§ **CHALLENGES**
a. Print the passage on the Institute of Leadership & Management in full, word for word.
b. Output the listing word for word, from its first line through the line containing "218L128 149L62 187ZM108", with both ends included and nothing else.

The Institute of Leadership & Management is a professional membership body for leaders and managers. Its stated mission is to inspire great leadership - everywhere.

The institute is a charity registered in England, Wales and Scotland, with its head office in Birmingham, UK,  and members in countries across the world.

Membership
Membership of The Institute of Leadership & Management is open to leaders and managers of all levels, including those with no practical experience. It is based in the UK, but open to membership worldwide. Organisations can sign up their employees as members.

Three grades of professional membership entitle the member to use post-nominal letters - Associate Member (AMInstLM), Member (MInstLM) and Fellow (FInstLM). Membership is validated by an official membership certificate and a digital credential.

Members are offered access a range of services to help with their Continuous professional development (CPD), although this isn't mandatory, including access to online learning tools, webinars and events, podcasts, career advice and tools.

Research
The Institute of Leadership & Management carries out extensive research into leadership and management in practice, providing insights for managers and leaders and publishing findings in research reports and journals. The Institute takes a collaborative approach, preferring to work with like-minded individuals and organisations in defining research topics and undertaking research activity.

Leadership Development
The Institute of Leadership & Management offers a wide range of learning resources to support the continuous professional development of leaders and managers in a variety of organisations and settings.

§ **AVAILABLE DATA**
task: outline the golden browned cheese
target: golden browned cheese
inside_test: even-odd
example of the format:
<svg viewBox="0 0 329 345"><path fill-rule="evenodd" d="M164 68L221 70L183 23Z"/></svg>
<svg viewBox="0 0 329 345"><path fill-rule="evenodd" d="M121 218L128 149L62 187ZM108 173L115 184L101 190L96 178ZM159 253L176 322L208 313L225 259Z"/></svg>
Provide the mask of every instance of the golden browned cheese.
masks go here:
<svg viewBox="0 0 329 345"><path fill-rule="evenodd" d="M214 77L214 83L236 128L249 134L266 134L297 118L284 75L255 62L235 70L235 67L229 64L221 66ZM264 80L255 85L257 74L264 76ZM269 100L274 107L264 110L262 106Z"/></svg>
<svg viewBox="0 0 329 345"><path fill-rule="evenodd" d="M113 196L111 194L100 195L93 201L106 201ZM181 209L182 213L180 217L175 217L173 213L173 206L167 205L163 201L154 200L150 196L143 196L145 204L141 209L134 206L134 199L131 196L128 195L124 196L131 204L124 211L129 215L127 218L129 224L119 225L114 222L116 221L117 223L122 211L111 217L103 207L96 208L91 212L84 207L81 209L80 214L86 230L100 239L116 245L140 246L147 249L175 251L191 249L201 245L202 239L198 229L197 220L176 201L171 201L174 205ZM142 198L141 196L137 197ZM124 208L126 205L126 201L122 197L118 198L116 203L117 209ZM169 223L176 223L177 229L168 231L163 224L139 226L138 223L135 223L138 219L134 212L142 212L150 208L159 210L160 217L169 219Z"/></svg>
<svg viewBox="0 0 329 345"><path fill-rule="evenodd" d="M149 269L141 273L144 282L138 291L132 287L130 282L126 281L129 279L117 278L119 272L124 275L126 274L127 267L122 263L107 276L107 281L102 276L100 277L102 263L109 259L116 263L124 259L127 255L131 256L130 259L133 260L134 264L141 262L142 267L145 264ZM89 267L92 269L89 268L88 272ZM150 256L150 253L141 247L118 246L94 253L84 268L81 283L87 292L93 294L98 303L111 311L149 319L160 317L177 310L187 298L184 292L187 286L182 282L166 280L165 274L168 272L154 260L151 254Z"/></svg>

§ **PROBLEM SOLUTIONS**
a.
The Institute of Leadership & Management is a professional membership body for leaders and managers. Its stated mission is to inspire great leadership - everywhere.

The institute is a charity registered in England, Wales and Scotland, with its head office in Birmingham, UK,  and members in countries across the world.

Membership
Membership of The Institute of Leadership & Management is open to leaders and managers of all levels, including those with no practical experience. It is based in the UK, but open to membership worldwide. Organisations can sign up their employees as members.

Three grades of professional membership entitle the member to use post-nominal letters - Associate Member (AMInstLM), Member (MInstLM) and Fellow (FInstLM). Membership is validated by an official membership certificate and a digital credential.

Members are offered access a range of services to help with their Continuous professional development (CPD), although this isn't mandatory, including access to online learning tools, webinars and events, podcasts, career advice and tools.

Research
The Institute of Leadership & Management carries out extensive research into leadership and management in practice, providing insights for managers and leaders and publishing findings in research reports and journals. The Institute takes a collaborative approach, preferring to work with like-minded individuals and organisations in defining research topics and undertaking research activity.

Leadership Development
The Institute of Leadership & Management offers a wide range of learning resources to support the continuous professional development of leaders and managers in a variety of organisations and settings.

b.
task: outline the golden browned cheese
target: golden browned cheese
inside_test: even-odd
example of the format:
<svg viewBox="0 0 329 345"><path fill-rule="evenodd" d="M164 68L221 70L183 23Z"/></svg>
<svg viewBox="0 0 329 345"><path fill-rule="evenodd" d="M121 218L128 149L62 187ZM108 173L115 184L101 190L96 178ZM159 253L176 322L208 313L225 259Z"/></svg>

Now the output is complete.